**EXTRAIT DU DOCUMENT:**
Texte intégral
Le Figaro : Vous êtes des alliés fidèles du PS. On ne vous entend guère. Avez-vous vraiment une place à part entière au sein de la majorité ?
Michel Crépeau : Nous sommes les mal-aimés de cette majorité. On ne nous a rien donné en échange de notre fidélité. Les socialistes ont gardé dans l’esprit que le PC est le partenaire puissant et naturel de l’union de la gauche, qu’il faudrait ménager. Pour employer une métaphore européenne, je dirais qu’ils nous considèrent un peu comme la Belgique, alors que le PC serait l’Allemagne ! Quant aux Verts, qui sont deux fois moins nombreux que nous, ce sont des gens nouveaux, très fringants, auxquels le PS s’intéresse car il les assimile à la jeunesse, à la qualité de la vie, à la fantaisie. On traite toujours mieux une jeune amante qu’une vieille maîtresse. Ce n’est pas convenable ! Mais contrairement à eux, je n’ai jamais aimé user du chantage.

**ENTRÉES DU CORPUS:**
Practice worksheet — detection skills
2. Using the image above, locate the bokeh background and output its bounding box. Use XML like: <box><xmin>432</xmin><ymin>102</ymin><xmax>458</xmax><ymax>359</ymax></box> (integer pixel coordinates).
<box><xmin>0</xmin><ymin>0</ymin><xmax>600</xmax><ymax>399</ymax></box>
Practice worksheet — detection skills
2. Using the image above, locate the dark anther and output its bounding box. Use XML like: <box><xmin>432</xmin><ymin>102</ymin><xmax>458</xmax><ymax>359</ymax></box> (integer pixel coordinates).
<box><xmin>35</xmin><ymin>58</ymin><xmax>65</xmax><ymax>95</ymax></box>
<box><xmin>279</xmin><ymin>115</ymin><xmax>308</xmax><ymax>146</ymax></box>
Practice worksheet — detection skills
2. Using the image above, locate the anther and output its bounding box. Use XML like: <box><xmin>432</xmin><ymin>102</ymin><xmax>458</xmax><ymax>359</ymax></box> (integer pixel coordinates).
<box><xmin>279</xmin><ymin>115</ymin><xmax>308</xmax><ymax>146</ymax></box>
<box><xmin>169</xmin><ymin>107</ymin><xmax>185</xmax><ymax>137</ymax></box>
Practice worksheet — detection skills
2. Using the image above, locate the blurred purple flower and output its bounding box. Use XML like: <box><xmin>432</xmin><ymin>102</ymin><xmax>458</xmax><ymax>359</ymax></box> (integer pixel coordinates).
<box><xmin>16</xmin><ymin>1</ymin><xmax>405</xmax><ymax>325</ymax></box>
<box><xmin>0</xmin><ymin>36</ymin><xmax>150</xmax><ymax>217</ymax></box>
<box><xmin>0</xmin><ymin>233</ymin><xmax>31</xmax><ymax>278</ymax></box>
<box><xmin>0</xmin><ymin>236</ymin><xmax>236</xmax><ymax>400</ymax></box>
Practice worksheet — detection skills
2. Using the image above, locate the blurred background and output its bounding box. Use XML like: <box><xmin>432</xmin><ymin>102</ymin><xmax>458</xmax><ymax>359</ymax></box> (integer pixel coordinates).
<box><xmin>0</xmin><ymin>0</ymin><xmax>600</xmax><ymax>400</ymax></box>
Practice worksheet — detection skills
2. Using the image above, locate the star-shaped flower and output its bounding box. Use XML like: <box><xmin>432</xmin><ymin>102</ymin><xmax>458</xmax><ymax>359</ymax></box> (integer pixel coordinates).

**EXERCICES À RÉALISER:**
**A.** Recopiez la partie de l'entretien avec Michel Crépeau qui s'ouvre sur les mots contenant « Texte intégral » et se clôt sur « la majorité ? », en rebaptisant « alliés fidèles » en « partenaires loyaux ».
**B.** Prolongez l'entretien avec Michel Crépeau au-delà de sa dernière phrase.
Les items n'interviennent en rien dans ce travail.

**CORRIGÉ DES EXERCICES:**
**A.**
Texte intégral
Le Figaro : Vous êtes des partenaires loyaux du PS. On ne vous entend guère. Avez-vous vraiment une place à part entière au sein de la majorité ?

**B.**
Le Figaro : Le PS n’a-t-il jamais fait de geste à votre égard ?
Michel Crépeau : Lors du débat budgétaire, j’ai demandé une baisse de la TVA sur les voitures électriques. Finalement, le Gouvernement a proposé une baisse de l’électricité consommée sur les voitures électriques. C’est se moquer du monde.
Le Figaro : Y a-t-il des textes avec lesquels vous êtes en désaccord ?
Michel Crépeau : Nous ne voterons jamais le projet d’Élisabeth Guigou sur l’indépendance du parquet, qui est une folie. Pas plus que nous ne voterons la loi sur le cumul des mandats. Je suis pour un mandat national et un local. Nous réclamons aussi la suppression de la détention provisoire en matière délictuelle. Car les juges d’instruction pratiquent le culte de l’aveu, dans des conditions dégradantes pour l’individu. D’une manière générale, les socialistes sont intrinsèquement dirigistes, ils veulent toujours encadrer, interdire, alors que nous voulons accroître les espaces de liberté.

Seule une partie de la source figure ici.